* _Passage for review_:

◇ ◇ ◇ ◇

Aside from just the numbers issue, the underlying assumptions are also not in line with how mating actually works. What current science tells us is that in many, many instances mating females are promiscuous and that this is a sound evolutionary strategy, resulting in a greater chance of healthy offspring. And in at least under some conditions, males are actually quite choosy and reluctant to just indiscriminately “spread their seed.”
“The new research helps to understand when and why male choosiness evolves” says academy researcher Mikael Puurtinen. “By modelling a system where females can mate multiply to enhance fertility, and males compete for fertilization of female eggs, researchers show that male choosiness readily evolves. When females mate with many males, the value of matings diminishes for males. By discriminating among females, and prudently allocating their resources, choosy males can have an evolutionary advantage.” he continues. (source)
Darwin first proposed this notion about choosy females and randy males, clearly without ever studying primates in depth because primate females are notoriously sexually promiscuous.
Even supposedly “monogamous” gibbon females hook up with new males when their mates are out of sight. Small summarizes that a thirst for novelty is the single most observable trait among all the sexual behaviors, preferences, and drivers of female primates. In fact, female primates couldn’t be further from reluctant breeders or seekers of “intimacy” with a single “best” mate, or dead set on doing it with “the alpha.”
Martin, Wednesday. Untrue (pp. 164–165). Little, Brown and Company. Kindle Edition.
Darwin’s theory was purportedly scientifically confirmed in 1947 by Angus Bateman’s study on fruit flies. Bateman’s conclusions still loom large in the popular imagination, even though they have been scientifically discredited time and again because of flawed methodology resulting in biased results. The problems with his studies were glaring but they told a story that fed into a predominant cultural narrative, and his work kept being passed along as correct.
“Here was a classic paper that has been read by legions of graduate students, any one of whom is competent enough to see this error,” Gowaty said. “Bateman’s results were believed so wholeheartedly that the paper characterized what is and isn’t worth investigating in the biology of female behavior.”
“Our worldviews constrain our imaginations,” Gowaty said. “For some people, Bateman’s result was so comforting that it wasn’t worth challenging. I think people just accepted it.” Source
As another group of researchers who evaluated and were not able to replicate Bateman’s work noted, “We argue that human mating strategies are unlikely to conform to a single universal pattern.” This is something that is born out time and again in actual studies of both human and animal mating. For humans, culture makes a big impact, but other ecological conditions might also. This myth about males being evolutionarily “designed” to be promiscuous when females are not is more of a commentary on our culture than anything else.
If Bateman’s conclusions about sex roles and sexual selection, and science and popular culture’s embrace of it, read like a suspiciously wistful and retroactive justification narrative in which males are active doers, competing and winning and losing and striving and eager to spread their seed and then bolt, as passive, coy, choosy females rain on their collective parade and try to get them to be true while expecting never to pay for their own drinks, that’s because it is. As real gains in equality put women in charge of their reproduction, their earnings, and their destinies more generally in the last decades of the twentieth century, Bateman’s ideas would be periodically reactivated like a virus by anxiety about social change. Wherever and whenever women were independent and in little need of being protected and provided for, the notion that they should passively choose the one most powerful male to safeguard and provision them, and all that it implied about femaleness versus maleness, would be aggressively promulgated by a range of scientists, writers, and politicians whose interests it served.
Martin, Wednesday. Untrue (p. 134). Little, Brown and Company. Kindle Edition.

◇ ◇ ◇ ◇

* _Data for analysis_:

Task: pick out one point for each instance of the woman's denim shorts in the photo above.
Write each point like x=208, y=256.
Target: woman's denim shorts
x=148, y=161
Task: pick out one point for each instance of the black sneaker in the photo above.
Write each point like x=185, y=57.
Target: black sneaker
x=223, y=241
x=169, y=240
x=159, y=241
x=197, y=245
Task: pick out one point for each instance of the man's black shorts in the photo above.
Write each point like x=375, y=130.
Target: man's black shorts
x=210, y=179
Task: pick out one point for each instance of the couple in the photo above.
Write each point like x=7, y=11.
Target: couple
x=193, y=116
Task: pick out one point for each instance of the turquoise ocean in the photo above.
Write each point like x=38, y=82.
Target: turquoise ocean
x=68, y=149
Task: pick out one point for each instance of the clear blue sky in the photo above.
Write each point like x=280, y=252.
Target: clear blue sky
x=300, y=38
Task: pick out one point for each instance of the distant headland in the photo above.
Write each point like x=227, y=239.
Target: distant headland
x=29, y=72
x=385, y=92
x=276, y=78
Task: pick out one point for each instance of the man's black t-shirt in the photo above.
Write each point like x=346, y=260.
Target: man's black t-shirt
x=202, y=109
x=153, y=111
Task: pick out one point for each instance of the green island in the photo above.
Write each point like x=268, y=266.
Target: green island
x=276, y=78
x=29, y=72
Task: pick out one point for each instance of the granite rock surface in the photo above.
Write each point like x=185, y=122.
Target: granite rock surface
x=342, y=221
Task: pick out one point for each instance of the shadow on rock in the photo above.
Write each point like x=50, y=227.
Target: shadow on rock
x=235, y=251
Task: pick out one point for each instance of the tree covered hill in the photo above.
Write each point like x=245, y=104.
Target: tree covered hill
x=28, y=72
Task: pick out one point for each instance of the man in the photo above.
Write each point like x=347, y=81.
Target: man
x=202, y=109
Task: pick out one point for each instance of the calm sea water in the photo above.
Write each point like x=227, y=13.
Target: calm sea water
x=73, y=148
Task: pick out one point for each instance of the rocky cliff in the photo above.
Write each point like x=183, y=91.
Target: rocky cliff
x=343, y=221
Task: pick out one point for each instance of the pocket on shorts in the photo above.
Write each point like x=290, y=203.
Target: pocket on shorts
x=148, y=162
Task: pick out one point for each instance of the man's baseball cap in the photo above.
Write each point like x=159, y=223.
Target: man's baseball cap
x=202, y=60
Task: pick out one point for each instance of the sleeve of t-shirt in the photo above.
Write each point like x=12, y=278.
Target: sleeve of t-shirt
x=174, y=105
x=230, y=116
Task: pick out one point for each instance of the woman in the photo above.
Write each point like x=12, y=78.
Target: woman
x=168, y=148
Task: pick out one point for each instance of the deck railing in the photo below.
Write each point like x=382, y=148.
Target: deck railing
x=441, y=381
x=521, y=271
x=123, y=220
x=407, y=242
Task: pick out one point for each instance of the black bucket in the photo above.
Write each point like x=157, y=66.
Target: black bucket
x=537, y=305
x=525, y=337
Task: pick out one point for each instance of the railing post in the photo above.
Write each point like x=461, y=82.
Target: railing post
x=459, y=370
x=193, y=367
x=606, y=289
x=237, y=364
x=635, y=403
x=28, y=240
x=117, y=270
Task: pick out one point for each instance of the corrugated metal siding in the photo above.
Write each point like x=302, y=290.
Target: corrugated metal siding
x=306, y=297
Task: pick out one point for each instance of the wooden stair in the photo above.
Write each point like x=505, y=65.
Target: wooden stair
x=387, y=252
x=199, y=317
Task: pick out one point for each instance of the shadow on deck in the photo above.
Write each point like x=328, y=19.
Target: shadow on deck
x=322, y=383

◇ ◇ ◇ ◇

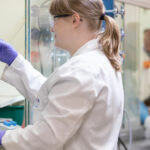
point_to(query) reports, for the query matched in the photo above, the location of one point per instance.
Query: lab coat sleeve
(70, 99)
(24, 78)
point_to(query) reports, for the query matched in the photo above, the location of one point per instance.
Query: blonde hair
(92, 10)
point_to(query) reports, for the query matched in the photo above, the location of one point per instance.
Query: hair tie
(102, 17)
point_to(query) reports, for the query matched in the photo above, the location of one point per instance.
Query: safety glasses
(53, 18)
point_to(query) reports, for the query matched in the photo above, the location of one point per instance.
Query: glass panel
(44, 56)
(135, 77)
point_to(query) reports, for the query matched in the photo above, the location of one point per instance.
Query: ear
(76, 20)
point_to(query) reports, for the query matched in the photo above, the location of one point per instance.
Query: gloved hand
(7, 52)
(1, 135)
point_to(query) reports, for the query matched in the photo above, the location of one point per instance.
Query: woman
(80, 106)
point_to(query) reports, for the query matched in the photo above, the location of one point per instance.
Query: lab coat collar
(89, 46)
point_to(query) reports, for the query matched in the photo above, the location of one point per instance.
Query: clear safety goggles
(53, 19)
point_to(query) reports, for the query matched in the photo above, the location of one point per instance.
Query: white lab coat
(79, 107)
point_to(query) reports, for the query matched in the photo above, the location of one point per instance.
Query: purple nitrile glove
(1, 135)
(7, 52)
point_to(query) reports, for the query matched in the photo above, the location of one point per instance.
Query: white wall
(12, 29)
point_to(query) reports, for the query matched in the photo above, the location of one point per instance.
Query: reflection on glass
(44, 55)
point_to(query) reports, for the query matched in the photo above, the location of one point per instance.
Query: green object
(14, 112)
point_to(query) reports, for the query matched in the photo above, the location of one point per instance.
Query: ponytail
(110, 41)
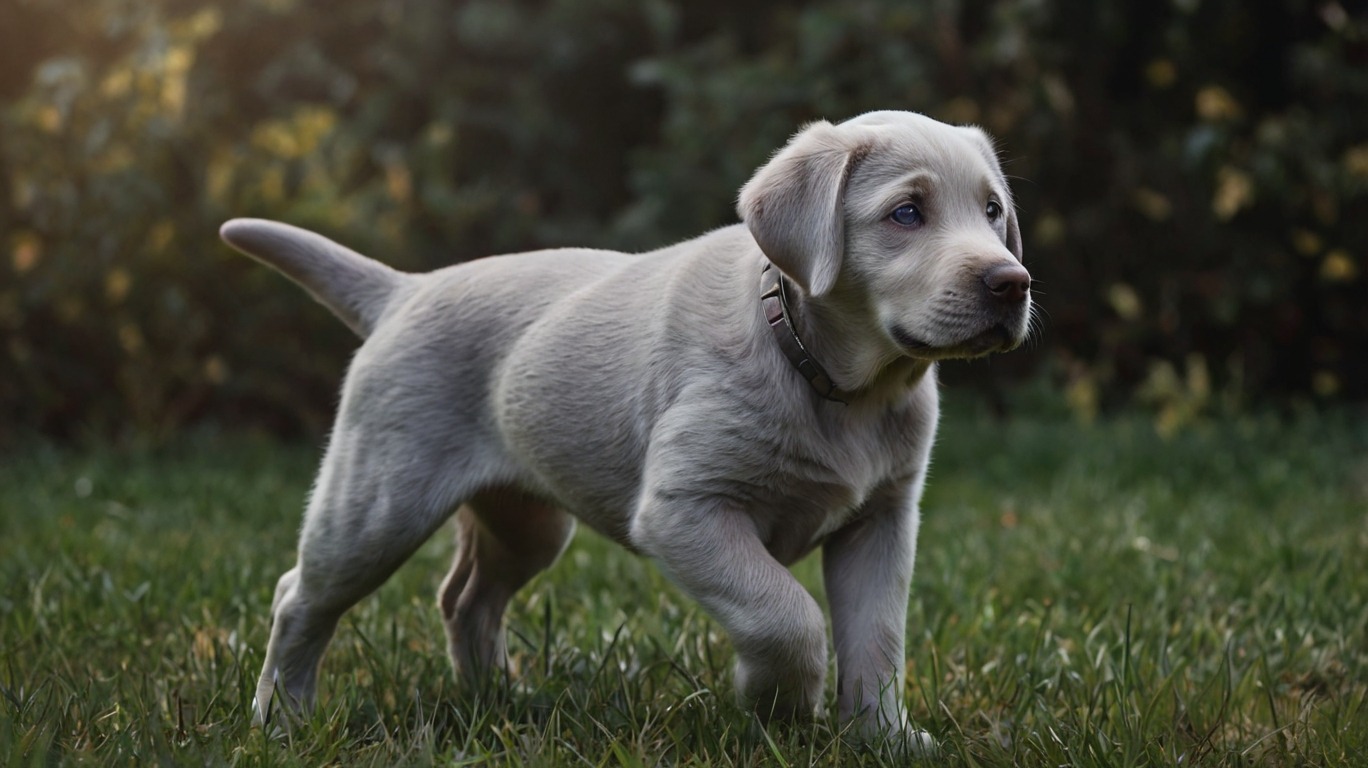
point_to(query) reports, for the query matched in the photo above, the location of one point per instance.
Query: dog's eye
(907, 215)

◇ ◇ ◇ ◇

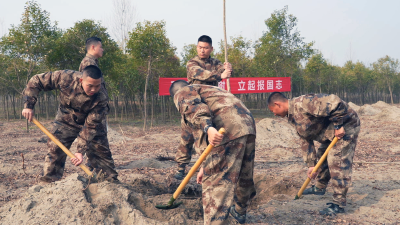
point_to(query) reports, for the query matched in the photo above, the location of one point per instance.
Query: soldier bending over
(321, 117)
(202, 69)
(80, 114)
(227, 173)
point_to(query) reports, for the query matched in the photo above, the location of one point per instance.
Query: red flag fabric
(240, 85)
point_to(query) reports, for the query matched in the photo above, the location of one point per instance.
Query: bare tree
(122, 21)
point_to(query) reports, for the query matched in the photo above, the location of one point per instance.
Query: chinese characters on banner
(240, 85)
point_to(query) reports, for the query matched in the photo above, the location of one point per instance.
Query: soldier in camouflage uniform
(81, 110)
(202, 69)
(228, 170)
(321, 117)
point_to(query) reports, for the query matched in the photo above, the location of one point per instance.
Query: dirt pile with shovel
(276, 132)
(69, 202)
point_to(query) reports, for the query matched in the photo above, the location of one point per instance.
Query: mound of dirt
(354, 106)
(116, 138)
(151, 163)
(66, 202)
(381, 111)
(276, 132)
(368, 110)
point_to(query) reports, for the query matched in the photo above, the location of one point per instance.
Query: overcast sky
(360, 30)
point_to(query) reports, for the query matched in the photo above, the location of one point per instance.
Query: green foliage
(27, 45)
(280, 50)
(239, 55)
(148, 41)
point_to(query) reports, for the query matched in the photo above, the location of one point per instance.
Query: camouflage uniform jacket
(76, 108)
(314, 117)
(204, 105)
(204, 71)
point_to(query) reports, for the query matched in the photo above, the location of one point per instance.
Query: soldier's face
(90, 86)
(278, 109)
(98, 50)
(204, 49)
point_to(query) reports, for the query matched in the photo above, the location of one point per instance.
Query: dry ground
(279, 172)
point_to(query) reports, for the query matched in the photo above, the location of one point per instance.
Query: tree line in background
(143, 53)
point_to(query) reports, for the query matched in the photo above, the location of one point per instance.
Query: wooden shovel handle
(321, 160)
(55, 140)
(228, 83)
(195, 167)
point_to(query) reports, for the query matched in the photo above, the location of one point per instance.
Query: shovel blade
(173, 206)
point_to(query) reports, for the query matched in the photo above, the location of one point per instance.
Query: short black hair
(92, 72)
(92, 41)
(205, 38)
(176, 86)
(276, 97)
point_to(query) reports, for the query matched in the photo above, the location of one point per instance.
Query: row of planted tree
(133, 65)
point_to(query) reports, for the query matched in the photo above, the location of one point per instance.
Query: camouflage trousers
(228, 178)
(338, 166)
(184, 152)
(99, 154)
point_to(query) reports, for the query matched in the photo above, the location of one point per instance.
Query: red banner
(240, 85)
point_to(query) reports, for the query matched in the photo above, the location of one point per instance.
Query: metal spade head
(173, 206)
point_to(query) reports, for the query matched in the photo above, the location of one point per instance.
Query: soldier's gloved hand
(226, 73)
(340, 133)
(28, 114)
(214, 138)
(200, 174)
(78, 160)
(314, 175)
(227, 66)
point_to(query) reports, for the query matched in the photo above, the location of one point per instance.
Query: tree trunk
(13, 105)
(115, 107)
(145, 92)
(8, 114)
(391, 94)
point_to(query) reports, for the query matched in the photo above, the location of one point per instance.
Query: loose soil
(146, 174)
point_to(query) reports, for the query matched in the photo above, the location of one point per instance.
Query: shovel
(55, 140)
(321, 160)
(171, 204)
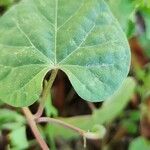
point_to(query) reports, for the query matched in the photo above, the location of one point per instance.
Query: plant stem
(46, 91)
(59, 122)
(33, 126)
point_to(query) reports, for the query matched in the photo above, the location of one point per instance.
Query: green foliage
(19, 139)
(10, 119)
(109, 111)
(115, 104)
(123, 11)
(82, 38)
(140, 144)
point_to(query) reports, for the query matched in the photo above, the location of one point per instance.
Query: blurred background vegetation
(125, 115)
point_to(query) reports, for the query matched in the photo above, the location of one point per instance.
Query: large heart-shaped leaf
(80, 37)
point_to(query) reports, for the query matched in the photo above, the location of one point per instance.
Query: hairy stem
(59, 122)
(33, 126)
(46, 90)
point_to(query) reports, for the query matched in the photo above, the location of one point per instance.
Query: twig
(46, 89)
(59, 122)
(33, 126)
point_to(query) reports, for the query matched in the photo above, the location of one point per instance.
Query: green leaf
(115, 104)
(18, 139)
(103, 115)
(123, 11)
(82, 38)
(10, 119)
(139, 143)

◇ ◇ ◇ ◇

* _Instructions to follow_: Duplicate the mating behavior text above from "Darwin first proposed" to "notoriously sexually promiscuous.".

* _Output_:
Darwin first proposed this notion about choosy females and randy males, clearly without ever studying primates in depth because primate females are notoriously sexually promiscuous.